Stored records
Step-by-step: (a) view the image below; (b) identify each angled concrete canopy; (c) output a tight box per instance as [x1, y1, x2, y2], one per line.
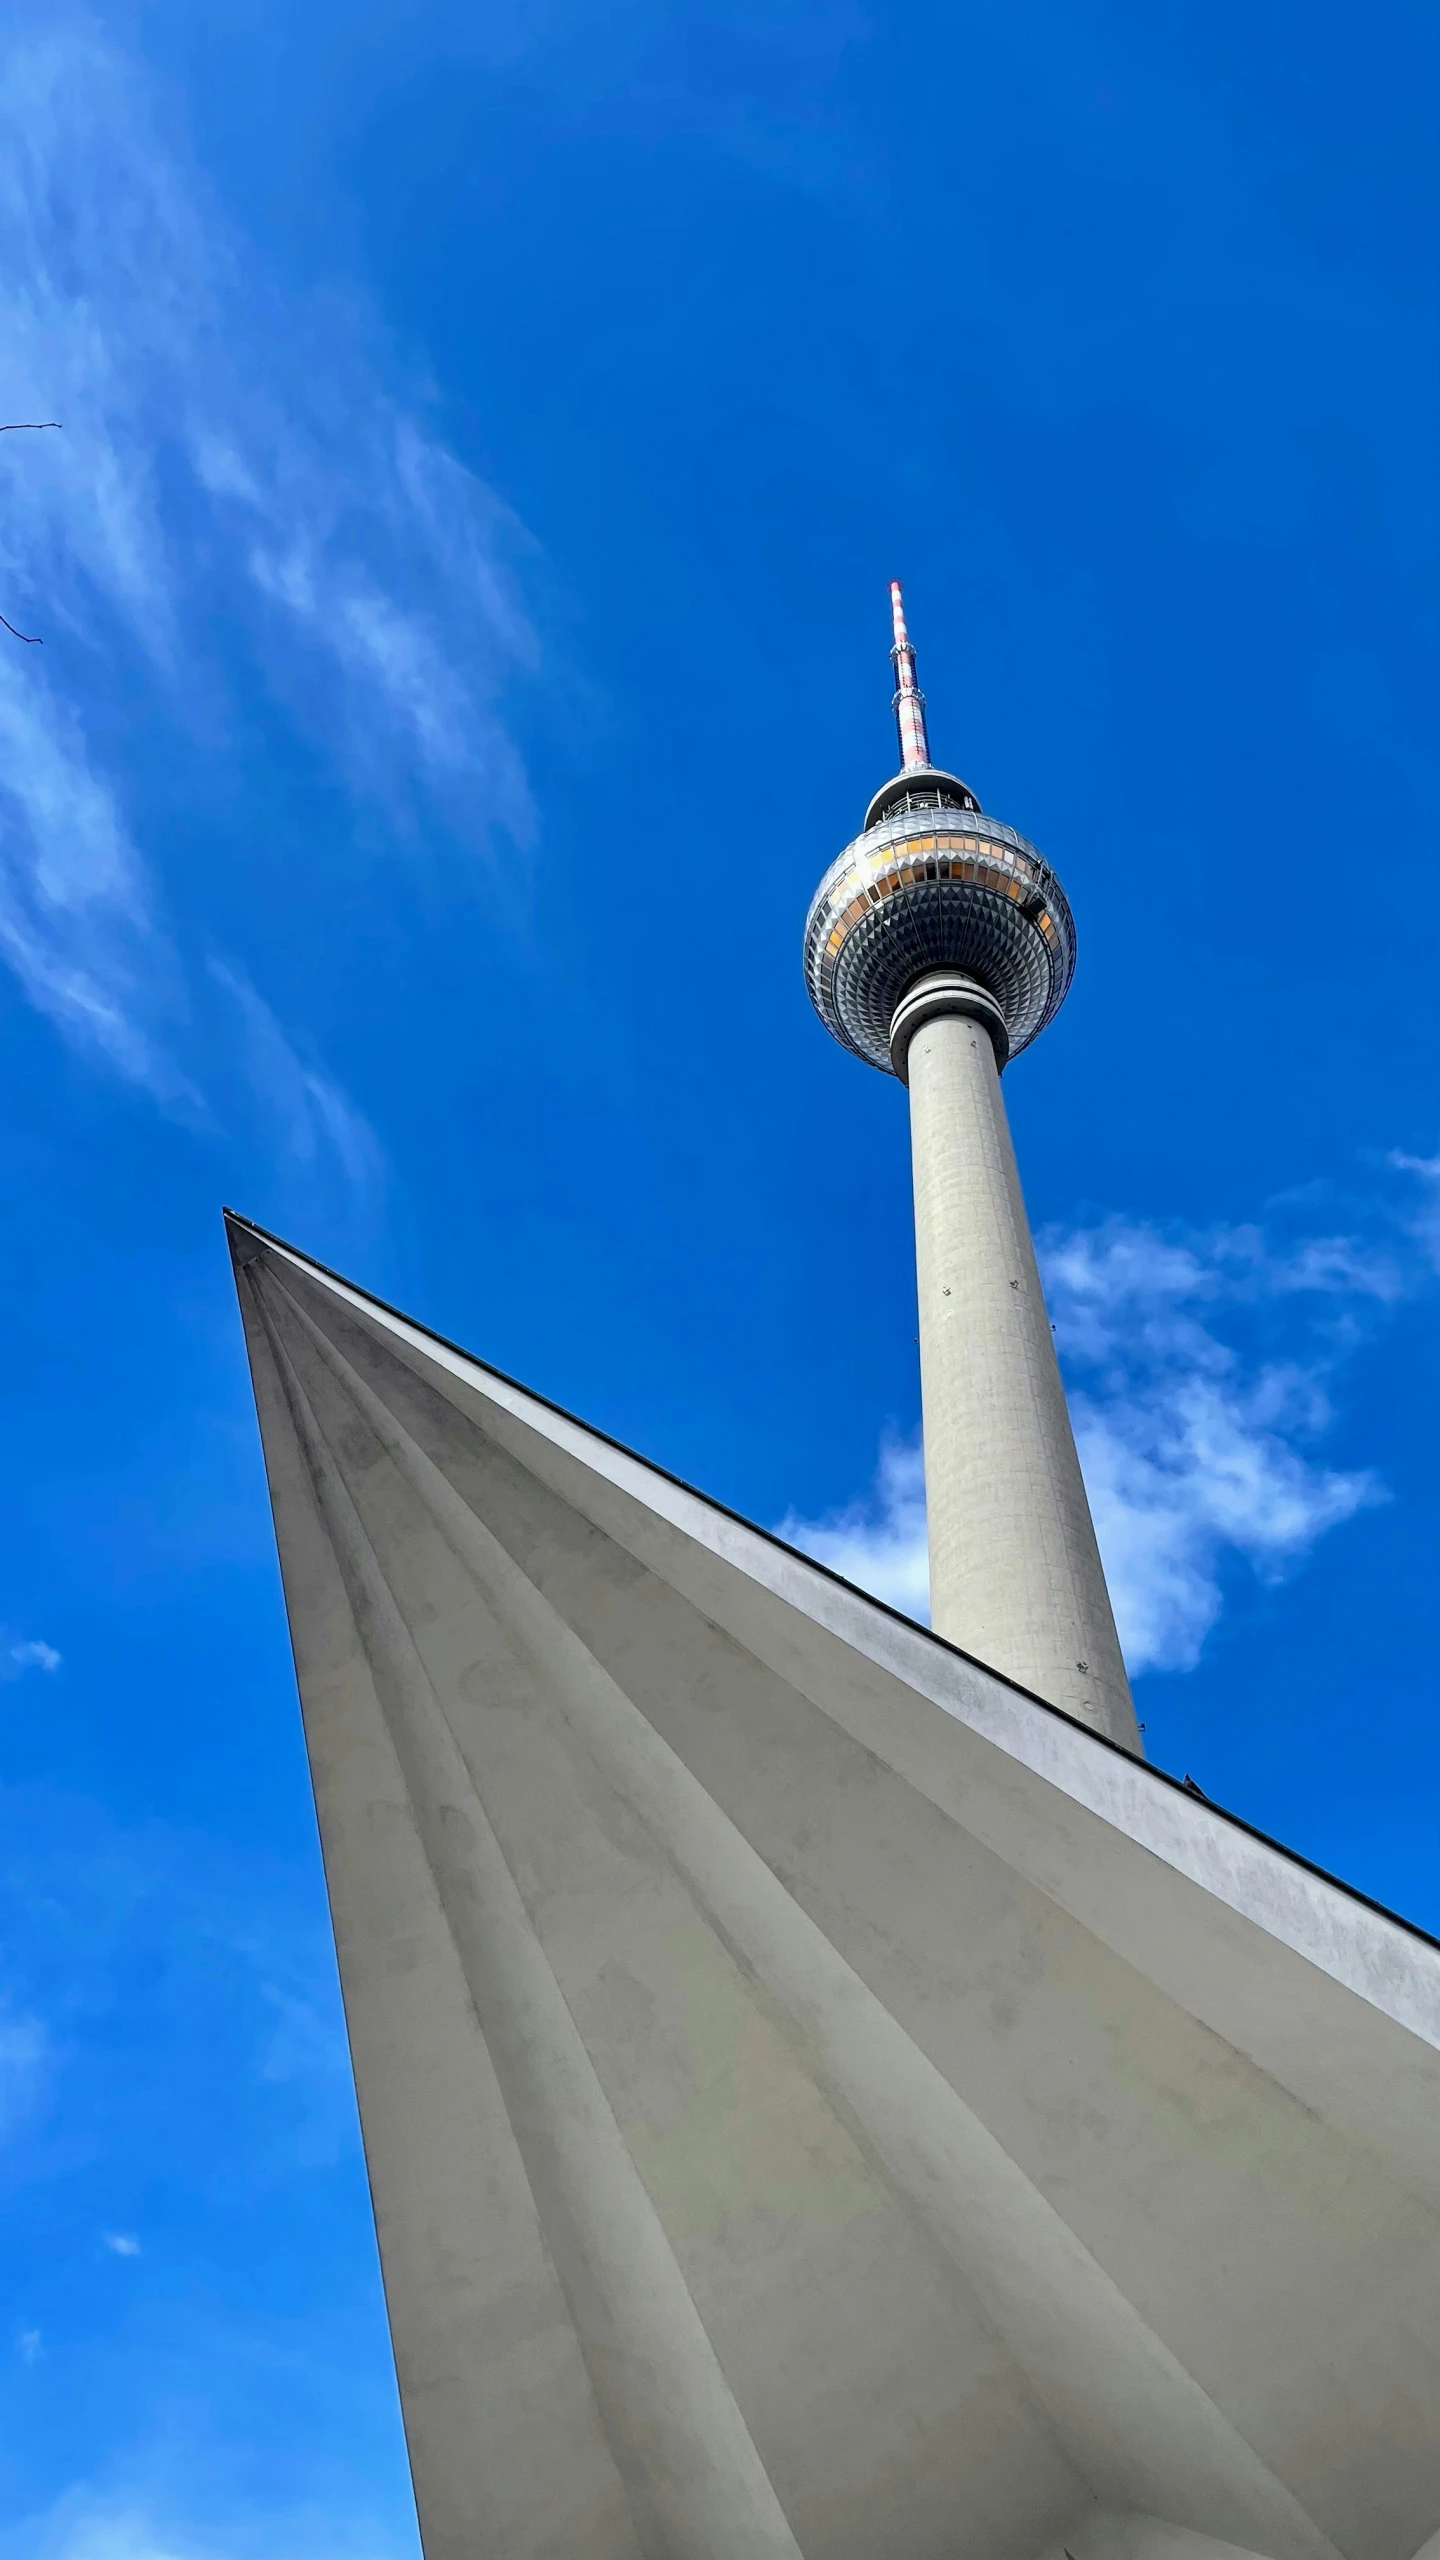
[228, 1212, 1440, 2560]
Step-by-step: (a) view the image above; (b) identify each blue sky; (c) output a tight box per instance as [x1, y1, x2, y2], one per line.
[0, 1, 1436, 2552]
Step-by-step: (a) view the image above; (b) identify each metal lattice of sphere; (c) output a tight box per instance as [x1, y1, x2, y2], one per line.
[803, 773, 1077, 1074]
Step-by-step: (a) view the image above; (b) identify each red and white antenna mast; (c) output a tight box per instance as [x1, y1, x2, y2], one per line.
[889, 579, 931, 770]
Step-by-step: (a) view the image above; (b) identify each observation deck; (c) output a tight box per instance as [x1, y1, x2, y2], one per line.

Exercise objective
Please repeat every record exactly as it stands, leaving out any pictures.

Response to this exercise
Step-by-step: (a) view the image below; (b) identify each angled concrete canopy; (c) output a tight box per instance as [x1, y1, x2, y2], one per line.
[228, 1212, 1440, 2560]
Step-by-step: (a) view the image above; (b) identify each blue sky; (c) output a tight box per instance as [x1, y1, x2, y2], one per line.
[0, 1, 1436, 2552]
Step-by-step: (a) view the image above; (b) identify each metal lattice of sphere; (c) output a tight box per instance as [x1, y1, x2, y2], one per line.
[803, 773, 1077, 1074]
Step-by-step: (a) view the image above; (b) identify each red and white antenna mast; (c) output a tight box per instance as [x1, y1, x2, y2], one per line.
[889, 579, 931, 770]
Step-by-step: (a) view the image above; (b) identify each observation deck; (c) output a tight box per instance as [x1, y1, x2, y2], one per line.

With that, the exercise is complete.